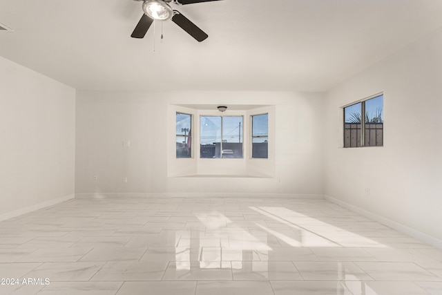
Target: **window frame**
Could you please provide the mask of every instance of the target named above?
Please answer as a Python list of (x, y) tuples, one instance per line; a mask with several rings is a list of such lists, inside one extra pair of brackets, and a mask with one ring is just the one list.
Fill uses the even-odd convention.
[[(267, 133), (265, 135), (253, 136), (253, 117), (260, 116), (263, 115), (267, 115)], [(267, 138), (267, 156), (266, 158), (253, 158), (253, 139), (254, 138)], [(269, 159), (269, 113), (262, 113), (253, 114), (250, 115), (250, 158), (251, 159)]]
[[(191, 144), (190, 144), (190, 149), (191, 149), (191, 153), (190, 153), (190, 156), (189, 157), (177, 157), (176, 153), (177, 153), (177, 149), (176, 149), (176, 144), (175, 144), (175, 158), (176, 159), (192, 159), (193, 158), (193, 135), (191, 134), (192, 132), (192, 129), (193, 128), (193, 114), (189, 114), (187, 113), (184, 113), (184, 112), (180, 112), (180, 111), (175, 111), (175, 118), (176, 118), (176, 115), (177, 114), (181, 114), (181, 115), (189, 115), (191, 116), (191, 127), (189, 129), (189, 133), (187, 135), (182, 135), (182, 134), (176, 134), (176, 124), (177, 124), (177, 122), (176, 122), (176, 119), (175, 119), (175, 142), (177, 142), (176, 141), (176, 138), (177, 137), (184, 137), (186, 139), (186, 142), (189, 142), (189, 139), (190, 138), (191, 140)], [(185, 134), (185, 133), (184, 133)]]
[[(201, 118), (202, 117), (218, 117), (221, 118), (221, 124), (220, 124), (220, 158), (201, 158)], [(224, 149), (222, 149), (222, 145), (224, 143), (224, 140), (222, 139), (222, 133), (223, 133), (223, 123), (222, 123), (222, 118), (223, 117), (241, 117), (242, 118), (242, 126), (241, 126), (241, 131), (242, 131), (242, 140), (241, 142), (241, 158), (224, 158), (222, 156), (223, 153), (222, 151), (224, 151)], [(199, 149), (199, 159), (244, 159), (244, 115), (200, 115), (200, 121), (199, 121), (199, 124), (200, 124), (200, 149)], [(241, 136), (240, 136), (240, 138), (241, 137)]]
[[(365, 125), (367, 122), (365, 122), (365, 102), (370, 99), (373, 99), (374, 98), (384, 96), (383, 92), (376, 93), (375, 95), (371, 95), (368, 97), (365, 97), (363, 99), (358, 100), (357, 102), (352, 102), (352, 104), (346, 104), (345, 106), (342, 107), (342, 114), (343, 114), (343, 147), (344, 149), (353, 149), (353, 148), (363, 148), (363, 147), (383, 147), (384, 146), (384, 135), (383, 135), (383, 118), (382, 120), (381, 124), (383, 124), (383, 132), (382, 132), (382, 144), (381, 145), (366, 145), (365, 144)], [(361, 104), (361, 146), (345, 146), (345, 124), (348, 124), (345, 122), (345, 108), (352, 106), (354, 106), (356, 104)], [(382, 102), (382, 113), (383, 114), (384, 111), (384, 104), (383, 104), (383, 97)]]

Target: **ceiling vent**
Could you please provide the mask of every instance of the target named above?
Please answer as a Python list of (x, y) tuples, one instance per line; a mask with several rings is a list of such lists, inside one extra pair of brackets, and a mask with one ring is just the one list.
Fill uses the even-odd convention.
[(0, 23), (0, 32), (13, 32), (14, 30), (12, 30), (10, 28), (8, 28), (6, 26)]

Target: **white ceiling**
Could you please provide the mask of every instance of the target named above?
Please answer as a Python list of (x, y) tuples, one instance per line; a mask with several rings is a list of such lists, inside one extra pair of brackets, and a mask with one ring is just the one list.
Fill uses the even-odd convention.
[[(144, 39), (132, 0), (0, 0), (0, 56), (77, 89), (323, 91), (442, 26), (441, 0), (224, 0), (171, 4)], [(154, 49), (154, 40), (155, 48)]]

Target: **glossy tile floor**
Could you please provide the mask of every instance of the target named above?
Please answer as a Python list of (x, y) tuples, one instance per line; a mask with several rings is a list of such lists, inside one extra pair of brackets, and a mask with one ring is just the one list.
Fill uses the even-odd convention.
[(75, 199), (0, 222), (0, 294), (442, 294), (442, 251), (323, 200)]

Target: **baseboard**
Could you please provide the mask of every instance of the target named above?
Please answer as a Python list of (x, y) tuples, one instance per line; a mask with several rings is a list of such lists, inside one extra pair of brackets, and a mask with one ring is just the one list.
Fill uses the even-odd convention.
[(319, 194), (262, 193), (75, 193), (75, 198), (105, 199), (108, 198), (295, 198), (323, 200)]
[(46, 202), (44, 202), (42, 203), (36, 204), (32, 206), (29, 206), (27, 207), (21, 208), (17, 210), (15, 210), (12, 212), (5, 213), (3, 214), (0, 214), (0, 221), (6, 220), (6, 219), (13, 218), (15, 217), (19, 216), (23, 214), (26, 214), (27, 213), (30, 213), (34, 211), (37, 211), (41, 209), (42, 208), (46, 208), (50, 206), (53, 206), (58, 203), (61, 203), (62, 202), (67, 201), (68, 200), (73, 199), (75, 197), (74, 194), (64, 196), (63, 197), (57, 198), (56, 199), (50, 200)]
[(406, 225), (391, 220), (388, 218), (385, 218), (385, 217), (378, 216), (377, 214), (375, 214), (367, 210), (364, 210), (363, 209), (359, 208), (357, 206), (354, 206), (351, 204), (349, 204), (347, 202), (341, 201), (340, 200), (338, 200), (335, 198), (330, 197), (329, 196), (325, 195), (324, 196), (324, 198), (325, 198), (325, 200), (327, 200), (330, 202), (332, 202), (335, 204), (342, 206), (344, 208), (347, 208), (349, 210), (351, 210), (354, 212), (356, 212), (358, 214), (361, 214), (363, 216), (370, 218), (372, 220), (377, 221), (378, 222), (382, 225), (386, 225), (389, 227), (391, 227), (393, 229), (396, 229), (398, 231), (401, 231), (403, 234), (405, 234), (407, 236), (410, 236), (417, 240), (419, 240), (423, 242), (425, 242), (427, 244), (431, 245), (434, 247), (436, 247), (439, 249), (442, 249), (442, 240), (440, 240), (437, 238), (434, 238), (434, 236), (427, 235), (427, 234), (419, 231), (417, 229), (407, 227)]

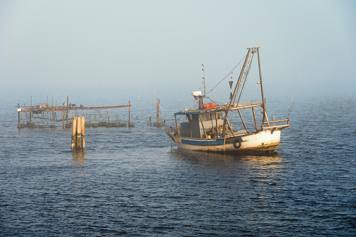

- - - - -

(Work to do):
Give the records again from the line holding "Target: **glossy tile floor**" through the line holding "251), (323, 200)]", inclusive, swapping "convention" for "rule" and leaving all else unchanged.

(Solution):
Target: **glossy tile floor**
Could you please provide the mask of every instance of the target named above?
Please answer as a Python list of (x, y) tuples, one instance per line; a mask with several rings is a list of such lists, inside one extra pair of brackets, and a mask with one ring is just the one list.
Fill uses the even-odd rule.
[(75, 199), (0, 222), (0, 294), (442, 294), (442, 251), (323, 200)]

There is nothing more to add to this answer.